- **Task prompt**
Please reproduce each of the entries below word for word.

- **Records for this exercise**
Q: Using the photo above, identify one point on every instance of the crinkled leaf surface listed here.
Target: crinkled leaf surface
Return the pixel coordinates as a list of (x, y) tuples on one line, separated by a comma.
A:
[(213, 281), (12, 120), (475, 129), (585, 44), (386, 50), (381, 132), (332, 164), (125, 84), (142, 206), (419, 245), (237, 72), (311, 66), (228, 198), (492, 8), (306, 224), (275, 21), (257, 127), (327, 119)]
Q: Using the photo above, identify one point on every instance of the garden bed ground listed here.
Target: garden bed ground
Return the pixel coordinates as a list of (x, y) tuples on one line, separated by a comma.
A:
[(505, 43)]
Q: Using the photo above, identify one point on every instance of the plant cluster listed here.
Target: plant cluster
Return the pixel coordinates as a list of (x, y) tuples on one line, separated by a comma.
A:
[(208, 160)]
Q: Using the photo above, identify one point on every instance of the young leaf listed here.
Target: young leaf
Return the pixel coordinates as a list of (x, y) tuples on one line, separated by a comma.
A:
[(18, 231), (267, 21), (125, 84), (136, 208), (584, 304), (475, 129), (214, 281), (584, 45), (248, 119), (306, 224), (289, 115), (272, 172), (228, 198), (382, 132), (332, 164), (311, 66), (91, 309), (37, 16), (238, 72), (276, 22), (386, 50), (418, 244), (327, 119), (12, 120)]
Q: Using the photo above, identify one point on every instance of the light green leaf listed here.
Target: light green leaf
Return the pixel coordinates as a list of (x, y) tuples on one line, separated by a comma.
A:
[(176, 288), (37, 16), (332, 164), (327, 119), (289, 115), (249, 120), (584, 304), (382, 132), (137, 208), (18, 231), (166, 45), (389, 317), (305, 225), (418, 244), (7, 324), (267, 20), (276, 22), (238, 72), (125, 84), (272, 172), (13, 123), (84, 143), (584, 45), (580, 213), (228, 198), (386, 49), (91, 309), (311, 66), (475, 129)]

- **Response**
Q: Using the photo above, identify one point on every instance of the crinkled leaf surface listed here.
Target: crinkled leaf surface
Return the pixel coordinates as a list of (x, y) tuples on one line, separated by a comma.
A:
[(213, 281), (12, 120), (475, 129), (585, 44), (386, 50), (381, 132), (332, 164), (125, 84), (142, 206), (419, 245), (237, 72), (311, 66), (228, 198), (492, 8), (306, 224), (275, 21), (257, 127), (327, 119)]
Q: Using the photo above, identify one point on every instance of the garden bed ground listed here.
Target: garden bed ground
Return the pixel coordinates as a list of (x, y) tuples on one line, separated by a comma.
A:
[(505, 43)]
Q: Using the photo above, identify one point on every instance of the plant cluster listed here.
Target: plant cluster
Return the pixel coordinates as a list of (x, y) tuples on one line, separated by a comma.
A:
[(208, 160)]
Q: Using the photo above, identify one point on every instance of the young leaf listed here.
Target: young leaf
Return the pixel coordinates as a list of (x, y) tuples on one line, separated by a comma.
A:
[(18, 231), (267, 21), (125, 84), (136, 208), (584, 304), (475, 129), (214, 281), (584, 45), (248, 119), (306, 224), (289, 115), (272, 172), (228, 198), (382, 132), (332, 164), (311, 66), (91, 309), (37, 16), (238, 72), (276, 22), (386, 50), (418, 244), (327, 119), (12, 120)]
Q: Using the photo above, identify one point on every instance of the light green leaf listed here.
Target: light green leaf
Return the pixel coordinates as a list of (x, y) tuples on one line, separated by a comma.
A:
[(176, 288), (37, 16), (332, 164), (327, 119), (289, 115), (249, 120), (584, 304), (382, 132), (137, 208), (18, 231), (166, 45), (389, 317), (305, 225), (418, 244), (7, 324), (267, 20), (276, 22), (238, 72), (125, 84), (272, 172), (13, 123), (84, 143), (584, 45), (580, 213), (228, 198), (386, 49), (91, 309), (311, 66), (475, 129)]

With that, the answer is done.